Exercise task
Reproduce the items below, renaming every "pin" to "marker" and leaving everything else unchanged. Omit the pictures from the result.

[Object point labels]
'''

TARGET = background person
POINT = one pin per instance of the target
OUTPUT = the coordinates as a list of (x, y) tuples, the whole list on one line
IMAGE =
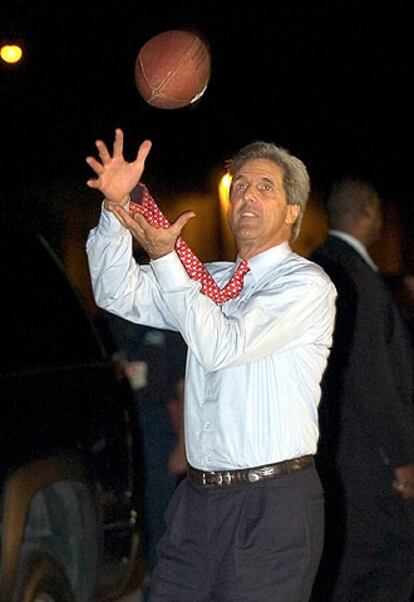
[(366, 450)]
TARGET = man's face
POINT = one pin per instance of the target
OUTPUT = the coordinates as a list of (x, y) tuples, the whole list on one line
[(259, 215)]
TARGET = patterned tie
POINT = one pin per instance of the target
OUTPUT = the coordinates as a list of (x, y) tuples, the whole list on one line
[(142, 201)]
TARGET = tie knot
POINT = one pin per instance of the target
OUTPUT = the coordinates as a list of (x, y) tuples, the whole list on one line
[(242, 268)]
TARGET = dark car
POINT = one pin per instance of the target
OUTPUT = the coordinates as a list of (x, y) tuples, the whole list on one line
[(70, 463)]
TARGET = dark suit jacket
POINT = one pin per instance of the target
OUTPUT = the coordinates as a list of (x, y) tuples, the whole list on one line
[(366, 410)]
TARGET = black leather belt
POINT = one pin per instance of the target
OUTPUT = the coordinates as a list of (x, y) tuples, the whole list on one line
[(249, 475)]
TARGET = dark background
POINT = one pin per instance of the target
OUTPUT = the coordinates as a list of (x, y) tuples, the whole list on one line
[(330, 81)]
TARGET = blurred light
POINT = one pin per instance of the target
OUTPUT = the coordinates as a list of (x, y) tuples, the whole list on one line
[(224, 191), (11, 53)]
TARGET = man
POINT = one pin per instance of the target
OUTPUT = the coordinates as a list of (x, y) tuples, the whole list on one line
[(366, 451), (246, 522)]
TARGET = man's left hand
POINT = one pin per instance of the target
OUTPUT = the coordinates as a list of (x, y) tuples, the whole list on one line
[(157, 242)]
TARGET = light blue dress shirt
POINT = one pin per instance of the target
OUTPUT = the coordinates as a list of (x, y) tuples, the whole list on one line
[(254, 364)]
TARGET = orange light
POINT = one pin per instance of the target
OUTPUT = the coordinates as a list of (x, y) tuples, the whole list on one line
[(11, 53), (224, 189)]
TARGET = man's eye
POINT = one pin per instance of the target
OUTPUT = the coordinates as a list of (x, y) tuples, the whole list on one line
[(266, 187)]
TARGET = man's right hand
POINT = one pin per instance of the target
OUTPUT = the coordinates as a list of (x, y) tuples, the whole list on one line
[(116, 177)]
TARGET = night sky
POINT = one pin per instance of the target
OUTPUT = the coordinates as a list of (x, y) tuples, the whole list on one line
[(330, 81)]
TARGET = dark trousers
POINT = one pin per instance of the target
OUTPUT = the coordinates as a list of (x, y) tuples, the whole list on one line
[(257, 542)]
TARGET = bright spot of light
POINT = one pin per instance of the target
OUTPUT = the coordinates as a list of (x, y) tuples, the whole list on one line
[(224, 190), (11, 53)]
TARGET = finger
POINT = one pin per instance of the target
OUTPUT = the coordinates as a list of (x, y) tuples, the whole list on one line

'''

Solved problem
TARGET = background person
POINT = one marker per instance of the target
OUTPUT = the coordinates as a list of (x, y) tuples, the whole list on one line
IMAGE =
[(366, 450)]
TARGET = man's face
POINT = one marker per instance of the target
OUTPUT = the coordinates as a list of (x, y) tuples, the whole list on one line
[(259, 215)]
TARGET = patterned tie
POINT = one marker per instance of the target
OUTPUT = the coordinates as a list of (x, y) tuples, the whole list on one line
[(142, 201)]
TARGET = tie knot
POINT = one marker per instance of the target
OUTPUT = the coordinates as a list of (x, y) tuples, the whole list on one line
[(242, 268)]
TARGET = dark car
POINT = one marker per instance of the target
OUTPUT = the coordinates as a list of (x, y) tuples, the whole list on one line
[(70, 463)]
TARGET = dark suit jacket
POINT = one marker per instance of the target
OUTPUT = the coordinates as a list of (x, y) tuples, the whole list on one line
[(366, 410)]
TARGET = black leather belt
POINT = one marker per instance of the target
OUTPUT = the coordinates as a list of (x, y) tuples, the whole list on one line
[(249, 475)]
TARGET = dark background
POINT = one marker per instance of the target
OUTPUT = the coordinates as a list of (x, y) tuples, the whole list on one line
[(330, 81)]
TARGET = blurred light
POINT = one marker per instance of the target
OUTPUT = the coordinates as a list of (x, y) tuples, the whole list on one line
[(224, 191), (11, 53)]
TARGET = man
POINT = one marker per instance of the target
OUTPUT = the coordinates as a list of (x, y) tuples, the whole list on one line
[(366, 451), (246, 522)]
TARGET = man's left hand
POINT = one marker per instance of the target
OUTPUT = the coordinates as a list of (x, y) tuples, the whole list on one line
[(157, 242)]
TARGET = light blue dress shirt
POINT = one marker per instance of the target
OUTPUT = the coordinates as a list of (x, y) tuples, the whole list on one line
[(254, 364)]
TARGET = orange light
POINT = one marker per instance of the target
OUTPUT = the coordinates as a list of (x, y) tuples, the whole list on one line
[(11, 53), (224, 189)]
TARGET = man's eye
POINT = one marker per instance of the target
OUTPUT = the coordinates as a list of (x, y) tuples, the whole list on one line
[(266, 187)]
TARGET = man's right hand
POINT = one marker per instance of the target
OUTPUT = the coordinates as a list of (x, y) tuples, the whole list on one line
[(116, 177)]
TARGET = night sky
POINT = one marker per instance of the target
OUTPUT = the coordinates as a list of (x, y) tuples, the whole list on one line
[(330, 81)]
TARGET = dark trousers
POINT = one marker per instance of the target
OUTPUT = the coordinates as a list of (x, y) tuples, the whole list on one line
[(257, 542)]
TARGET = bright spot of light
POINT = one marker per instance of the target
OUTPUT = the coordinates as a list of (x, y) tuples, the whole list on one line
[(224, 190), (11, 53)]
TARGET = finger
POINT = one marker per instance of the target
OUTPUT = the coordinates as a list of (x, y) tuples, the whole list on one line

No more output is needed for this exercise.